--- Work instructions ---
Exactly reproduce the line that contains "Practice step: label each instance of the orange" and all lines after it in the entries below, through the very last line.

--- Input material ---
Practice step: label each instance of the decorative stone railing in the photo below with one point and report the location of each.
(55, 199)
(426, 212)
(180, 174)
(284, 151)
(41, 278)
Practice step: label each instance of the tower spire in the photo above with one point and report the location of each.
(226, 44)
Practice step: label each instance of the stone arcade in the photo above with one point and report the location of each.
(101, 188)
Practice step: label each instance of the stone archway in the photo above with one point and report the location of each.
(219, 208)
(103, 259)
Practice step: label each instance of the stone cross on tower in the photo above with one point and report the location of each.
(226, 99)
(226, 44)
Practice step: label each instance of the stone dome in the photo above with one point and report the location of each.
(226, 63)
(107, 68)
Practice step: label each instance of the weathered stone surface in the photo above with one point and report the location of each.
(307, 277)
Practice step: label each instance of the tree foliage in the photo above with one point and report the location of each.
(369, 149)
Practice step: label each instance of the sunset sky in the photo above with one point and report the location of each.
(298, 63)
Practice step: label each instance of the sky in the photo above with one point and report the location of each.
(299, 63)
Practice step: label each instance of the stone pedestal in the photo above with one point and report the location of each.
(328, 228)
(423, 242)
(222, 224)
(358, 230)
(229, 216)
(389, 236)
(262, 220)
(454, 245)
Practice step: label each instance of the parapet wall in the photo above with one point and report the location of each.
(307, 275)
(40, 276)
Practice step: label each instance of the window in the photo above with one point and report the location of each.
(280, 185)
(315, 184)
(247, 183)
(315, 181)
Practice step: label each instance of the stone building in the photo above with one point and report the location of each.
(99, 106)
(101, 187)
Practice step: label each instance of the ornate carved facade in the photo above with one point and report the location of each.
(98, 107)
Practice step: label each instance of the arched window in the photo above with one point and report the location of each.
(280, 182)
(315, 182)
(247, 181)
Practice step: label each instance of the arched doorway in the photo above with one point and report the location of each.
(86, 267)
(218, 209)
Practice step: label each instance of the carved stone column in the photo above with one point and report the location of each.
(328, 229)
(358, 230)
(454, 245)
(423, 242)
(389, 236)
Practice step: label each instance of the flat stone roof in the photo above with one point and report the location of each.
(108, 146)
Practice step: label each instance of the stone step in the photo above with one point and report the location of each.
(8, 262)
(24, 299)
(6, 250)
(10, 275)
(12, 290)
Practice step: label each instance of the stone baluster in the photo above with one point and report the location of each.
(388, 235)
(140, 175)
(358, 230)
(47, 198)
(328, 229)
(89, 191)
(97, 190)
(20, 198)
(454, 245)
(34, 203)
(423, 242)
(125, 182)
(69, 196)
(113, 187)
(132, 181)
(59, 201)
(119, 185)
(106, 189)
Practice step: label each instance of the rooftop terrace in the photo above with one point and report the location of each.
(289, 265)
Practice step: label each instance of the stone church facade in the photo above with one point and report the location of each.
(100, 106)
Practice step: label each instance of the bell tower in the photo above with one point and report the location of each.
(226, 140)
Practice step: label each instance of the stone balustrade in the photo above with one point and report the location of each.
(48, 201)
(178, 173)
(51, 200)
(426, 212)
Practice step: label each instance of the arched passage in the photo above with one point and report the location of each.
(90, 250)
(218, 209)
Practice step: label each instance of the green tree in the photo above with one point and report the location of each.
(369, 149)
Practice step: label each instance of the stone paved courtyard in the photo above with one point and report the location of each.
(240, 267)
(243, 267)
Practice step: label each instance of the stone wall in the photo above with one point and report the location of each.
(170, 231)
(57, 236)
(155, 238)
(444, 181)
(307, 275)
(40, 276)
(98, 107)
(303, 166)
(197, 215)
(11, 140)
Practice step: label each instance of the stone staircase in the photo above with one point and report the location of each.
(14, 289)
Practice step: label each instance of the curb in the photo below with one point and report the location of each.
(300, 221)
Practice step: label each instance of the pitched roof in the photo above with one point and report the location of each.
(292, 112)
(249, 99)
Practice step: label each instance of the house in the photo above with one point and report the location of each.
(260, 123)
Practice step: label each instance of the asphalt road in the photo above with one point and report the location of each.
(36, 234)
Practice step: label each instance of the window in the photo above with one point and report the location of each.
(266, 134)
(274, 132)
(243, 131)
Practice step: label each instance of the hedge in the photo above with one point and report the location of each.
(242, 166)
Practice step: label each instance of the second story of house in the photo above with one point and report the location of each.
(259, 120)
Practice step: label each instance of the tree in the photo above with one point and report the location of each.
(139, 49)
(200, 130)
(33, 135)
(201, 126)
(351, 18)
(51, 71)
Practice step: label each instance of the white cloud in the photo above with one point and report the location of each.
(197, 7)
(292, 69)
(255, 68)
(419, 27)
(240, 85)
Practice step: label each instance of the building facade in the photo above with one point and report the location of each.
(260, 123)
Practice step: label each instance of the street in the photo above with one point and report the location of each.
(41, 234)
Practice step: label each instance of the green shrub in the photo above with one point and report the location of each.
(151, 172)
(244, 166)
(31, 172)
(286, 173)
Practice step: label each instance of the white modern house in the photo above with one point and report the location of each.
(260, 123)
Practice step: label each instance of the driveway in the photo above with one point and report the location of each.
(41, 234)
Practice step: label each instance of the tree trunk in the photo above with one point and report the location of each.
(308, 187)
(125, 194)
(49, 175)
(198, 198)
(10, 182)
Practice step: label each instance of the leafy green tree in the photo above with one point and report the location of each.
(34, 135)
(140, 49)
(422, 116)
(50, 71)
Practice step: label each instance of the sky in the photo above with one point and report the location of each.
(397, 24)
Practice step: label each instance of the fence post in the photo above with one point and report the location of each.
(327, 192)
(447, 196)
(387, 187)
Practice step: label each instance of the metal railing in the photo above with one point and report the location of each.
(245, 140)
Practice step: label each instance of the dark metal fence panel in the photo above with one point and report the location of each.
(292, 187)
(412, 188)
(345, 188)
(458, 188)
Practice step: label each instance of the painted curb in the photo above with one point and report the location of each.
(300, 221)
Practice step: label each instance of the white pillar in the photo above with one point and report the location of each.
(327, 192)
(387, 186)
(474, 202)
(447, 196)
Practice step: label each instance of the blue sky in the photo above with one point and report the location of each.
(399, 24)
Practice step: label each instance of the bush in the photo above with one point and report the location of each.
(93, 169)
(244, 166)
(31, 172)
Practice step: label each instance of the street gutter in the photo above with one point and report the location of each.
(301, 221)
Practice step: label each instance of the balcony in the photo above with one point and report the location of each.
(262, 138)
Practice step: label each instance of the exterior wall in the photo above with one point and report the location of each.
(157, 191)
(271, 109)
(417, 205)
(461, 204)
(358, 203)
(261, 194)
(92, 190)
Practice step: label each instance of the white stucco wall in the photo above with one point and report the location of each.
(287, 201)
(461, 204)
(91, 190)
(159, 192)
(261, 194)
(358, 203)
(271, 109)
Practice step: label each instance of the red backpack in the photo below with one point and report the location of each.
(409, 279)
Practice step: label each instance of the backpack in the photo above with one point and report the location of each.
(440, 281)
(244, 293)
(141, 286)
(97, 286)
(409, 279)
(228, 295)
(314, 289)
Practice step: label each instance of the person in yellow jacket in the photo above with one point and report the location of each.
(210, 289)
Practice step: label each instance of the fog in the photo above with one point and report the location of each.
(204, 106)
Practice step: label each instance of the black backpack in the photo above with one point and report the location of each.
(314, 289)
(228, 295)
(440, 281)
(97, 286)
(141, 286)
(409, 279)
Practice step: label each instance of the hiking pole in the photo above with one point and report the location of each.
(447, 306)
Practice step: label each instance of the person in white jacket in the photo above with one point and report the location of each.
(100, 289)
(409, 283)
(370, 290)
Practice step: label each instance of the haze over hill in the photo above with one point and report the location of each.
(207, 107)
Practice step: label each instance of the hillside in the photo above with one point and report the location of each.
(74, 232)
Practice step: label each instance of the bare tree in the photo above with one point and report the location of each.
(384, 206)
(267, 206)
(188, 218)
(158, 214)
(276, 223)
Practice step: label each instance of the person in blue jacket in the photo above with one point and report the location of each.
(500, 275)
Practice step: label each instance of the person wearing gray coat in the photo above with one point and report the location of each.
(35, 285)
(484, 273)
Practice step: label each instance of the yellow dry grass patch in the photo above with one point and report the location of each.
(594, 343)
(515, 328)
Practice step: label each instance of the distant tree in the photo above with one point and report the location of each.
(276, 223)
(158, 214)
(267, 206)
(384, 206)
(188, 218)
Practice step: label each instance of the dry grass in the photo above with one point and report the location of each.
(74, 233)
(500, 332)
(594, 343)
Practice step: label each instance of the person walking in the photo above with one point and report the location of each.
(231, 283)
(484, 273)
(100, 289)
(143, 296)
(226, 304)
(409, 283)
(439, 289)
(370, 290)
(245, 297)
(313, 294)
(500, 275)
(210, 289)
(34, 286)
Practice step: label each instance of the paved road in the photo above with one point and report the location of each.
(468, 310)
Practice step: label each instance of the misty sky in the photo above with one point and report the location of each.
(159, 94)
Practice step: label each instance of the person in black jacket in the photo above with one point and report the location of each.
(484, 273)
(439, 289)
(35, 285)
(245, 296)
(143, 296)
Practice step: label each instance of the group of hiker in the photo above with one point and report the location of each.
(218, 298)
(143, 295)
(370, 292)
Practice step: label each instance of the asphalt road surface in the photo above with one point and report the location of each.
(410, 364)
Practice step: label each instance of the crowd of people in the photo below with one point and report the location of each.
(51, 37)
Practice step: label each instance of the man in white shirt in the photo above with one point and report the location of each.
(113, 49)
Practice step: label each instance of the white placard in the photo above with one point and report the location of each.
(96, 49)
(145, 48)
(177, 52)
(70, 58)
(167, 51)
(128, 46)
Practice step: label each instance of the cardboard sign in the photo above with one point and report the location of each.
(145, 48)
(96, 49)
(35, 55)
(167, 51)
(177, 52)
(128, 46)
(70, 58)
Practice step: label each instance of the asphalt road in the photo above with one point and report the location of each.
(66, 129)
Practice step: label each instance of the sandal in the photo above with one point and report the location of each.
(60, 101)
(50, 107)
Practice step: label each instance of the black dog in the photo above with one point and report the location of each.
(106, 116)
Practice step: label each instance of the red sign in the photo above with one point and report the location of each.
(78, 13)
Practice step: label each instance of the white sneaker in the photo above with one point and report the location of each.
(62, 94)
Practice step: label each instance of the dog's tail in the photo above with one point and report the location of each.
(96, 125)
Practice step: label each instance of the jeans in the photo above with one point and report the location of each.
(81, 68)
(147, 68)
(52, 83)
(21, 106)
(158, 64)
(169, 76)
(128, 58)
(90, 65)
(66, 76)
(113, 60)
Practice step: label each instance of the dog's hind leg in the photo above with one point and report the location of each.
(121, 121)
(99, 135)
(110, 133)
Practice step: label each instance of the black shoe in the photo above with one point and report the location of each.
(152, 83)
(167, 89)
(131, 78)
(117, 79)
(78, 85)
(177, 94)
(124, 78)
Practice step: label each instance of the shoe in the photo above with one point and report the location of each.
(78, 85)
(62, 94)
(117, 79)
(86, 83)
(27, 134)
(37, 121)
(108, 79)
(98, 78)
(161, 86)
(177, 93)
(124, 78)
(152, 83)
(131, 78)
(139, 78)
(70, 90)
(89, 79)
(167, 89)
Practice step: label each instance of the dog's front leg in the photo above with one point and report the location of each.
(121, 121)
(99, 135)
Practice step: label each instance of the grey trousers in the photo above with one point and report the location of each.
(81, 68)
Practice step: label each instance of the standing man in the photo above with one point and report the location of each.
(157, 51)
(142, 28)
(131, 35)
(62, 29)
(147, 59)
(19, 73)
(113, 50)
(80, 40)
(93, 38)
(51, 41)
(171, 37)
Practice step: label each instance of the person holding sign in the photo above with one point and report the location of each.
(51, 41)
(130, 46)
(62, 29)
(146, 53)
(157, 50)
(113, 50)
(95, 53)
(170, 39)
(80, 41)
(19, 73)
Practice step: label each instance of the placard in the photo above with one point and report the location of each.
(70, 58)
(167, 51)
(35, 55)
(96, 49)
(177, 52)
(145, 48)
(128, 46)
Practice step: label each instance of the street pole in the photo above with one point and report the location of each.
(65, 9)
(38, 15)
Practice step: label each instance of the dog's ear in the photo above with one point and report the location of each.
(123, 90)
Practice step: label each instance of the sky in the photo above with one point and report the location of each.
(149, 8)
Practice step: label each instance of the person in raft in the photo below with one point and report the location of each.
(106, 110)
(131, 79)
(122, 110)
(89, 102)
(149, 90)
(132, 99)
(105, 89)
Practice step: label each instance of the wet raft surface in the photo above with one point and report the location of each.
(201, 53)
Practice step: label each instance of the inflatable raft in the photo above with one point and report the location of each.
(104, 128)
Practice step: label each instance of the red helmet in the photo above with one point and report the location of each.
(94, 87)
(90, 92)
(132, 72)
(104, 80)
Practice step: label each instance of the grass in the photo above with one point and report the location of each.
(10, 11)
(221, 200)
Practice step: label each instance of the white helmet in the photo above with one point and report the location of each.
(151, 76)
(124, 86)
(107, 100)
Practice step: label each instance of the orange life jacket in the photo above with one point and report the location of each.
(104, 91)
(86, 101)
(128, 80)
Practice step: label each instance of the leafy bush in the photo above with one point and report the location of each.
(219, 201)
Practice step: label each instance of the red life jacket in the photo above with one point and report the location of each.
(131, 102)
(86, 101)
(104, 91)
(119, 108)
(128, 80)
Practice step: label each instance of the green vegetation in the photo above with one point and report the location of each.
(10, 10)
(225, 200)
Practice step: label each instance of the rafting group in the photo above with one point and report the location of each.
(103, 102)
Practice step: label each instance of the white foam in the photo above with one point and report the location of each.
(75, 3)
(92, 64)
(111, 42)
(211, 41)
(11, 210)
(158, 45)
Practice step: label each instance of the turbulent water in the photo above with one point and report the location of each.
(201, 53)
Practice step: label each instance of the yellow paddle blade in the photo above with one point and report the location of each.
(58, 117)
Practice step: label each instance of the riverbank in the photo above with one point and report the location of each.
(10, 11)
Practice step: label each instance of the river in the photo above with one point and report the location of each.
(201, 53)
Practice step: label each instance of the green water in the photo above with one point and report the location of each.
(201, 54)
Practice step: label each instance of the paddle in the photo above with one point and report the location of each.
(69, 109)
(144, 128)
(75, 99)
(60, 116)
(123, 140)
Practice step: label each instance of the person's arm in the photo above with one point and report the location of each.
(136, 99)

--- Answer to the task ---
Practice step: label each instance of the orange life jacket in the photo above with one point and report the location of each.
(104, 91)
(86, 101)
(128, 80)
Practice step: label each instance of the leafy bush in the photo above with one point and report the location of each.
(219, 201)
Practice step: label each instance of the red life jacket in the photo above with one point and report the location of each.
(131, 102)
(86, 101)
(104, 91)
(119, 108)
(128, 80)
Practice step: label each instance of the green vegetation in the photo above with one point and report the location of each.
(10, 10)
(225, 200)
Practice step: label each instance of the rafting group in the photo above with one point and report the location of each.
(103, 102)
Practice step: label each instance of the white foam in the photo above with one point and report the location of each.
(75, 3)
(92, 64)
(111, 42)
(211, 41)
(11, 210)
(158, 45)
Practice step: label each instance of the turbulent water in the photo above with one point and report the location of each.
(201, 53)
Practice step: label each instance of the yellow paddle blade in the photo above with one point and report the location of each.
(58, 117)
Practice step: label each instance of the riverbank in the photo above with one point and report the location of each.
(10, 11)
Practice step: label each instance of the river in the photo above with one point and report the location of each.
(201, 53)
Practice step: label each instance of the green water in the photo above with one point and report the location of each.
(201, 54)
Practice step: label each instance of the paddle in the photo above with one point and report the location of each.
(69, 109)
(144, 128)
(75, 99)
(60, 116)
(123, 140)
Practice step: label each instance of the person's arm in the photo above with one point and report the location of each.
(136, 99)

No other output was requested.